== Problem to work on ==
Rescale the stretch of records from the line containing "on the beaded" through the line containing "x=225, y=590", both included. Reproduce only those lines in full, requests included, with every coordinate in the answers multiplied by 0.45 and rounded to a whole number, halves rounded up.

== Source material ==
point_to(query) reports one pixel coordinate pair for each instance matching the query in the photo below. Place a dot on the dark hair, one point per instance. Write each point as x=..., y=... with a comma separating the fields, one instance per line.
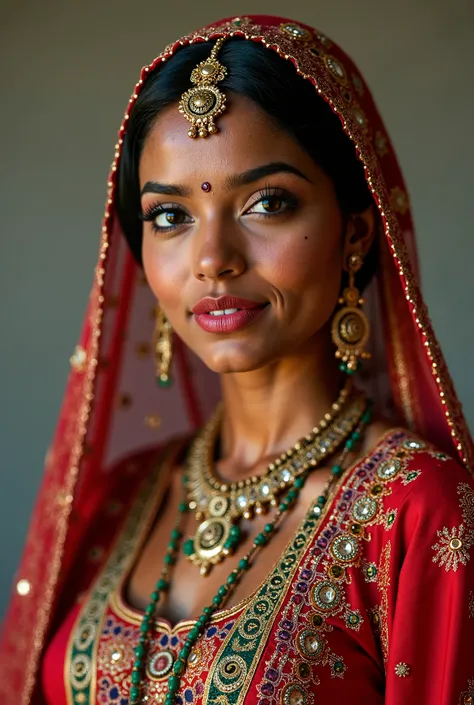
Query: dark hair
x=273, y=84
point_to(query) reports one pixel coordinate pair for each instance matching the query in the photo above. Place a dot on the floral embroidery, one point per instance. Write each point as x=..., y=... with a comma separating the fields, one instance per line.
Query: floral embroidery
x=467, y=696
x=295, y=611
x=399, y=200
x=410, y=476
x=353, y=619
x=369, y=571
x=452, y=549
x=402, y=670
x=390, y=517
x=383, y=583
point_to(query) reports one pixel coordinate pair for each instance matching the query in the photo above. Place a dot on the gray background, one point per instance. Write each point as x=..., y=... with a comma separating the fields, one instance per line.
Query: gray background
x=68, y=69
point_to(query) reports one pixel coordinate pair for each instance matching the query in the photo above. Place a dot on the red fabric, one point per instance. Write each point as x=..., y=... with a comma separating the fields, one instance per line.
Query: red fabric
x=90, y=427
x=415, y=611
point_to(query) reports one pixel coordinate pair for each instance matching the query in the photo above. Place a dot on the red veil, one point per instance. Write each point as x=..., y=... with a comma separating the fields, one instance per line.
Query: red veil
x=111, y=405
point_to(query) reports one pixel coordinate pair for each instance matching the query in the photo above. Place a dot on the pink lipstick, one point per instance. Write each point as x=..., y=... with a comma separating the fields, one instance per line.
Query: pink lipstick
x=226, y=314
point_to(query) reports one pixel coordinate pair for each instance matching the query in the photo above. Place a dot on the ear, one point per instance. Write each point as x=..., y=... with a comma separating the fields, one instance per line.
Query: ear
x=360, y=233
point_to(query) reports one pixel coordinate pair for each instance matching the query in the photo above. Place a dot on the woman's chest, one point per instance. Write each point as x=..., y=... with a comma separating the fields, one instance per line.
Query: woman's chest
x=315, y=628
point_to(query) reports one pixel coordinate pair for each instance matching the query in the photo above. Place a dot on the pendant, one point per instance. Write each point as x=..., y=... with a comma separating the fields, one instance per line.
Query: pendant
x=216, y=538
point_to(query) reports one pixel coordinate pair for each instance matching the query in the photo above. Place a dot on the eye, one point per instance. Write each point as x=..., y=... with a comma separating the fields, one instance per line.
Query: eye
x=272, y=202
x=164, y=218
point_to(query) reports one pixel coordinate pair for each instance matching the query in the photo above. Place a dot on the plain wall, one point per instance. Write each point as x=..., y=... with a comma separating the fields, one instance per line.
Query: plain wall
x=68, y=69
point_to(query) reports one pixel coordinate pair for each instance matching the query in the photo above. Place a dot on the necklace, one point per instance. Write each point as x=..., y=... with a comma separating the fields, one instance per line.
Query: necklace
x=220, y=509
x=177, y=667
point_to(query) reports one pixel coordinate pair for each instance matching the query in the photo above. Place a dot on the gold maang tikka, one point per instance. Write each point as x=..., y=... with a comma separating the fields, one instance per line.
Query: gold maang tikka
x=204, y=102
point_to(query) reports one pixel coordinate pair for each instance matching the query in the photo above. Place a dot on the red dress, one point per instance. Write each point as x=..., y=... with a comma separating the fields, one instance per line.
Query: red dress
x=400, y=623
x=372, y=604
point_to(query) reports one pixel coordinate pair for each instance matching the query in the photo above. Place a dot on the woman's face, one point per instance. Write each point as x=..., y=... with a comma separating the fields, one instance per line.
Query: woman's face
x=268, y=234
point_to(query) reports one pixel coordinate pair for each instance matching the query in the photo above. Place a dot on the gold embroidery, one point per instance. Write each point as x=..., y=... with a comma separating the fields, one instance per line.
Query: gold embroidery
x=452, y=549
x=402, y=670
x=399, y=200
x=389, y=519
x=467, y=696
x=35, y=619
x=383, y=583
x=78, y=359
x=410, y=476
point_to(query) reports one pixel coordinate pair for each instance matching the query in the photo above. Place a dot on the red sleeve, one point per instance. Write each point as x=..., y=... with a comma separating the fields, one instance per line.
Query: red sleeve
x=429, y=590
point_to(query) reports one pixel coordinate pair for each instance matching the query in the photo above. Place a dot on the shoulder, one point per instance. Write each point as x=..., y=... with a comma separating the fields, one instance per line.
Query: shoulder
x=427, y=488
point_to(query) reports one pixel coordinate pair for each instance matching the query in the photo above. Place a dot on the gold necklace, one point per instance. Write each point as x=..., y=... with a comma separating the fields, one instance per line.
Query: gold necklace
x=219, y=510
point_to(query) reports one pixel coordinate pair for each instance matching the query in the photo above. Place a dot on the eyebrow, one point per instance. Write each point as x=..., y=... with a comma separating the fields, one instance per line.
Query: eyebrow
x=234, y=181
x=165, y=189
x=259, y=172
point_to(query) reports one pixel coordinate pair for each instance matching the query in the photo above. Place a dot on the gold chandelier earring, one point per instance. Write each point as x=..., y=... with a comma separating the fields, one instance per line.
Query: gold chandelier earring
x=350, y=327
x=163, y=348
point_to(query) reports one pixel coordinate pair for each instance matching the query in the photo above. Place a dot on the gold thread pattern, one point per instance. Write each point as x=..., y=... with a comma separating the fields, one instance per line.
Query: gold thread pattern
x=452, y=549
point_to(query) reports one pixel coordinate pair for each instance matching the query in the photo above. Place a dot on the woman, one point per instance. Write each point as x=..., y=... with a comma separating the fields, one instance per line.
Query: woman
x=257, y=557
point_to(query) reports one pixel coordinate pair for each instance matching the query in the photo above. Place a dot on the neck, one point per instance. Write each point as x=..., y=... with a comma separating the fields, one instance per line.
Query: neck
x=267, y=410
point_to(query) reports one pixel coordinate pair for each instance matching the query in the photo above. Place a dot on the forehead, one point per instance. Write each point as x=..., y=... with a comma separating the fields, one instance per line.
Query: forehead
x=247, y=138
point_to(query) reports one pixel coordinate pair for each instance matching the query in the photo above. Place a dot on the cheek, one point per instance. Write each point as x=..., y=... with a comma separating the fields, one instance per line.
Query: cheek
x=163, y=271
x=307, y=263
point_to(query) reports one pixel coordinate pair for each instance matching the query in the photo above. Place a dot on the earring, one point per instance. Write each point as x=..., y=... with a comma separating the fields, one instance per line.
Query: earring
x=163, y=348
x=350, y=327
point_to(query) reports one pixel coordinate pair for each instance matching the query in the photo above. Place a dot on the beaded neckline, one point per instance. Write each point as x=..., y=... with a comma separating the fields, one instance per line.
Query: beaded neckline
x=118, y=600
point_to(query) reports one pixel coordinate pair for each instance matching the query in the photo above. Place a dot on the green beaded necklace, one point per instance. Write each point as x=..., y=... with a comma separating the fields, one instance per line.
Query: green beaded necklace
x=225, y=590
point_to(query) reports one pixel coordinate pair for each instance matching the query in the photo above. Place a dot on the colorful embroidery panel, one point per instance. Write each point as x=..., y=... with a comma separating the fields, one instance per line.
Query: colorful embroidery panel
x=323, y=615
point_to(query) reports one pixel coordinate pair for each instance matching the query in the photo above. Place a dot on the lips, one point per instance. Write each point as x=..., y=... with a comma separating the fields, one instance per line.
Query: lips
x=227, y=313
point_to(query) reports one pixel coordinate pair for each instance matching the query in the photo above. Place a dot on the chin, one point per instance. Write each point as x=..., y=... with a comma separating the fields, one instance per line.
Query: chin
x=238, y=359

== Answer to the task ==
point_to(query) reports one pixel coordinate pair for each instance matching the query in the photo above. Place a dot on the beaded neckline, one point per instance. Write each point as x=..., y=... with a comma separating the fields, one instance per line.
Query: beaded neckline
x=53, y=270
point_to(query) reports one pixel coordinate pair for each instance matching the query in the photo above. Place a dot on the green beaded necklace, one point per instance. Write each point as x=..., y=... with a comma separating the fields, one instance per line.
Query: green beaded necklace
x=101, y=266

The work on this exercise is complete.